### Extract

When Rachel saw that she was not bearing Jacob any children, she became jealous of her sister. So she said to Jacob, "Give me children, or I'll die!" Jacob became angry with her and said, "Am I in the place of God, who has kept you from having children?" Then she said, "Here is Bilhah, my maidservant. Sleep with her so that she can bear children for me and that through her I too can build a family." - Gen. 30:1-3

  Most of us, I'm sure, have experienced that one singular desire that defines us, that infiltrates the framework of who we are. No matter how we might try to quell it, it's the first thought upon awaking and the last thought before drifting off to sleep until the day it finally comes to pass. Every moment it's withheld, you die a just a little bit more. It becomes one's pearl of great price, the one thing we would sell all we have for.
  The saga of Jacob and his wives is filled to the brim with definitive desires: Jacob, for Rachel; Leah, to obtain the preferential love of her husband, like Rachel had; Rachel, to obtain children with her husband, like Leah had. The troubles that ensue in the pursuit(and in Jacob's case, the acqusition) of these desires are on one level humorous to read, but it's also easy to see how pathetic the cast of characters tends to become("Here's your stupid mandrakes, now buzz off...I'm gettin' me some action!") in their respective quests.
  Fill in the blank for yourself if you like: "Give me _____, or I'll die!" It could be family; it could be marriage, career, reconciliation, peace, prosperity, respect, significance...the list is as endless as the list of everyone that has ever wanted something in such a comprehensive, all-consuming fashion that each single moment denied is akin to slow torture. Rachel's struggle moves me the most because she was the most deeply affected. It was also a far more primal need, one that can affect the majority of childless women and should never, ever be psychoanalyzed or dismissed by any man upon pain of death!

######

- _Short problem 1_
Revise the entries from the line with "target | van rear bumper" to the line with "x=489, y=308" by replacing "weathered" with "worn". Keep everything else unchanged.
- _Short problem 2_
Pick up the essay on Rachel's longing for children where it stops and continue writing it.
The entries have no connection to the essay on Rachel.

### Records supplied

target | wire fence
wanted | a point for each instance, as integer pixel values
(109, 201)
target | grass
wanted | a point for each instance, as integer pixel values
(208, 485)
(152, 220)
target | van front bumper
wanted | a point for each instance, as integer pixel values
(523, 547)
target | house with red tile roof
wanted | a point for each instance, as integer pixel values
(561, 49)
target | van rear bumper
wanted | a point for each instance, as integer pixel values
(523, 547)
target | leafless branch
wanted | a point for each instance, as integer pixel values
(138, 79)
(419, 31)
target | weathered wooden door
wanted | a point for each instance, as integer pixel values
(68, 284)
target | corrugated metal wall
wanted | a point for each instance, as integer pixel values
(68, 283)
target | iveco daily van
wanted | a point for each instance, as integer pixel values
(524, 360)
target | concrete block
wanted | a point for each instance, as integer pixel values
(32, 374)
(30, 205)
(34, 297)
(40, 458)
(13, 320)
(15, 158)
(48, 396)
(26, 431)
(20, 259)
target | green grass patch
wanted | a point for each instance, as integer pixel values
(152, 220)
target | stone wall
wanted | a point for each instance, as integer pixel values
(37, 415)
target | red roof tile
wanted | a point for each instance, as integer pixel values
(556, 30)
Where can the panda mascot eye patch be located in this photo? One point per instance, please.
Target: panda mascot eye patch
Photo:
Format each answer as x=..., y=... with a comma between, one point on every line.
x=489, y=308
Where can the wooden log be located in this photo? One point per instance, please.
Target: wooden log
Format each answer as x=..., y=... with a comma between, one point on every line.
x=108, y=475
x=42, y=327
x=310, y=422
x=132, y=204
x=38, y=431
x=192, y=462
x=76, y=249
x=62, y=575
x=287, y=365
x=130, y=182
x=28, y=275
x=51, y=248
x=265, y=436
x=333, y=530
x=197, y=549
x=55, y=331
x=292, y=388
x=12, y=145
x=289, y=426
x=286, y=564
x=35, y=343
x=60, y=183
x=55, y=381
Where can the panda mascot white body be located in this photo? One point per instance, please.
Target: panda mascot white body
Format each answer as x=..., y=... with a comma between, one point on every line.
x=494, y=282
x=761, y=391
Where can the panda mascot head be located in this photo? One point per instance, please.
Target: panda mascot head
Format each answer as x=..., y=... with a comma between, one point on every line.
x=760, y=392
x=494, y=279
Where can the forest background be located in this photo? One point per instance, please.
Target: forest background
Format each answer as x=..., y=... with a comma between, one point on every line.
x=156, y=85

######

- _Exercise answer 1_
target | van rear bumper
wanted | a point for each instance, as integer pixel values
(523, 547)
target | leafless branch
wanted | a point for each instance, as integer pixel values
(138, 79)
(419, 31)
target | worn wooden door
wanted | a point for each instance, as integer pixel values
(68, 284)
target | corrugated metal wall
wanted | a point for each instance, as integer pixel values
(68, 283)
target | iveco daily van
wanted | a point for each instance, as integer pixel values
(524, 360)
target | concrete block
wanted | a point for each instance, as integer pixel values
(32, 374)
(30, 205)
(34, 297)
(40, 458)
(13, 320)
(15, 158)
(48, 396)
(26, 431)
(20, 259)
target | green grass patch
wanted | a point for each instance, as integer pixel values
(152, 220)
target | stone wall
wanted | a point for each instance, as integer pixel values
(37, 415)
target | red roof tile
wanted | a point for each instance, as integer pixel values
(556, 30)
Where can the panda mascot eye patch be located in this photo? One point per instance, please.
Target: panda mascot eye patch
Photo:
Format each answer as x=..., y=... with a comma between, one point on every line.
x=489, y=308

- _Exercise answer 2_
  It unsettles me a little, though, how her dream finally came true. After Leah's done having her basketball team, Rachel finally gets a turn:

"Then God remembered Rachel; he listened to her and opened her womb. She became pregnant and gave birth to a son and said, "God has taken away my disgrace." She named him Joseph, and said, "May the LORD add to me another son." - Gen. 30: 22-24

The narrative feels somewhat offhand: "Oh yeah...Rachel wanted kids too. *sigh* Guess I'd better get on that so she'll quit her crying already!" It also seems a little cruel that she had to die while having Benjamin, her second son. It's almost like she was being punished for not just shutting up and being content with having Joseph.
  Rachel's victorious statement reminds us of another human truth, that being how a defining desire, when delayed, assaults our sense of worth. The span in which we are without that most sought might be, in the eyes of some, a time of disgrace, a time to feel like a failure. But a point was being made here that took a generation to unfold.
  Joseph, the firstborn to Jacob and his beloved Rachel, would go on to be used greatly by God through a rather adventurous circle of events to rule over Egypt(as an Israelite...how poetic!) and save her from famine. The children he had with Leah and the handmaidens were complicit in faking his death and sending him away into slavery, with no idea that God would use their wickedness for his glory(and ultimately their shame).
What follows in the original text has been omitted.